Exercise passage:
Commit to including 10-15 different hashtags in your posts throughout the week.
"What types of post will you publish during the week?"
Decide ahead of time what types of posts you will publish on specific days of the week. Knowing what you’re going to post ahead of time will keep you from second-guessing.
After you've shared on Instagram for several weeks or more, it's also a good idea to keep an eye on your Instagram analytics. This way you can see what content is resonating best with your audience.
Time: Expect to spend 2-3 hours building your Instagram posting plan.
Alright, now it’s time for you to have some fun.
For the third week, you’ll want to implement the plan you created. Publish your posts, and spend time connecting with people and organizations in your community and responding to comments on your posts.
Time: The range of time for this step may take you 1-3 hours. The amount of time you or a member of your staff or a volunteer spends will depend upon his or her skills and experience getting images ready and writing eye-catching captions.

Exercise description: List every activity the Instagram planning passage assigns to the third week. The rows that come next are independent material and are unrelated to the Instagram planning passage.

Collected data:
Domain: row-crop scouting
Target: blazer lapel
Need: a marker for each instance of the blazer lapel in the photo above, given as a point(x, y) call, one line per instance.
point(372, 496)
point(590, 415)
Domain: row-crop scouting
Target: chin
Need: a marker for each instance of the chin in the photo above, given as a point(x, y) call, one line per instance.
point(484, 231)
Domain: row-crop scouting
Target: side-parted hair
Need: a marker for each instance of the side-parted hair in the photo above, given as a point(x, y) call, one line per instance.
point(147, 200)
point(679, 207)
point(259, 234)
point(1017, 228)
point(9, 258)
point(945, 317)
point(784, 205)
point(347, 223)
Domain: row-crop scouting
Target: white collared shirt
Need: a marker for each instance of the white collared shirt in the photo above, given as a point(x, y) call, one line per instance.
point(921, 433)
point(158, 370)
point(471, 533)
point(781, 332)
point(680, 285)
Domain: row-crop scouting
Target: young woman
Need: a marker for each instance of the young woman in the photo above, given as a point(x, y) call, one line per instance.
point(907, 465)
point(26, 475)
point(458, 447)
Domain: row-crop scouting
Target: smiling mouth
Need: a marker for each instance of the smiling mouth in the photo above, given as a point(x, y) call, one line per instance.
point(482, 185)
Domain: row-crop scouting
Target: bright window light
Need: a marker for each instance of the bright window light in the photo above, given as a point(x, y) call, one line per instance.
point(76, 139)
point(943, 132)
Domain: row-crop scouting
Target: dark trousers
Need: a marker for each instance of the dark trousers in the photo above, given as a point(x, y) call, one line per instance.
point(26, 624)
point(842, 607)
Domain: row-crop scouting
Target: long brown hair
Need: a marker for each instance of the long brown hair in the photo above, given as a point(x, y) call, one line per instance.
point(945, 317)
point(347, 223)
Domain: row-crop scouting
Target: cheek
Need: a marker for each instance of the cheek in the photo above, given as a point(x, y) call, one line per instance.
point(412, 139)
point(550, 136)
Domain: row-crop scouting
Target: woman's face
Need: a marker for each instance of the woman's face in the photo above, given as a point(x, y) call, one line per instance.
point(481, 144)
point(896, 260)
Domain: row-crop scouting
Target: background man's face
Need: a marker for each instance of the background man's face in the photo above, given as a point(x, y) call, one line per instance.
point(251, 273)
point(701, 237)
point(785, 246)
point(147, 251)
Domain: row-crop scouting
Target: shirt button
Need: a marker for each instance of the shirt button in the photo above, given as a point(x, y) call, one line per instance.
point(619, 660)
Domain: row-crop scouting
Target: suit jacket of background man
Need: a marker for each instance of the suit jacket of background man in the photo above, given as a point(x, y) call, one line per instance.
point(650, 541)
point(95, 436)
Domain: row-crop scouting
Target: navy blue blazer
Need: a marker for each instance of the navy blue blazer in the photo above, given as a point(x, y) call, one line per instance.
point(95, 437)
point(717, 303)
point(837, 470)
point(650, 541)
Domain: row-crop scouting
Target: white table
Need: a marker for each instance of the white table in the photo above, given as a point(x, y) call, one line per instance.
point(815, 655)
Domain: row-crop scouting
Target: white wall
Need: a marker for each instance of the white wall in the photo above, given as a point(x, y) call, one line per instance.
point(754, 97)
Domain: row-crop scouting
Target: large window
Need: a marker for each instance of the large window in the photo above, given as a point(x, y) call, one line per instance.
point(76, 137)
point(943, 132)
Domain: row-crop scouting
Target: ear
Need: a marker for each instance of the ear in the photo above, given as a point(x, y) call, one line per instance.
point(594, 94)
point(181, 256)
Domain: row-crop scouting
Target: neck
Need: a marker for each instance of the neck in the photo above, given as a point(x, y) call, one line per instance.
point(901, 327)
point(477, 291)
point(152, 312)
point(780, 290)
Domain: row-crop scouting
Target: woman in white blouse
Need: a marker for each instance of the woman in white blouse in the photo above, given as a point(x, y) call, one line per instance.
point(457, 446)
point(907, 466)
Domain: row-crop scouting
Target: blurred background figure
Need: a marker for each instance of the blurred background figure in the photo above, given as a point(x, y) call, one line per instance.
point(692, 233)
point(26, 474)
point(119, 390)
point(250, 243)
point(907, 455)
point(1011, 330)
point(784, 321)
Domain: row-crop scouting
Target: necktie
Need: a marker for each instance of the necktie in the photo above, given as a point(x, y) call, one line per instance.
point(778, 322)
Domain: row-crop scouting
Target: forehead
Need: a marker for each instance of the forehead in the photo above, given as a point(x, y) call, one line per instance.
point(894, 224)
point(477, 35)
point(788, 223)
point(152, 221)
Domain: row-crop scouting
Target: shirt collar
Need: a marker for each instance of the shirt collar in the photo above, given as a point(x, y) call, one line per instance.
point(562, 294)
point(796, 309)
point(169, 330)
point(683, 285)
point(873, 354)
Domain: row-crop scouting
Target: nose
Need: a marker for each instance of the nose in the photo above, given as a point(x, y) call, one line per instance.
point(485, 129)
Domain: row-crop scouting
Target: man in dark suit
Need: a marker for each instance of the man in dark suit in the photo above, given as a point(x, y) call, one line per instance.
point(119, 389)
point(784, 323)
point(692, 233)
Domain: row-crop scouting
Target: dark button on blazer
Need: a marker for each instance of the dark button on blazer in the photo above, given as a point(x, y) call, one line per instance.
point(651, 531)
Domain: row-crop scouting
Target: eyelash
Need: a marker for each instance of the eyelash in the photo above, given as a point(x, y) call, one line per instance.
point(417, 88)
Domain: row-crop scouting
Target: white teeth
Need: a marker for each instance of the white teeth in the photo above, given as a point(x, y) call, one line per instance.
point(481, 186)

Reply:
- Publish your posts
- Connect with people and organizations in your community
- Respond to comments on your posts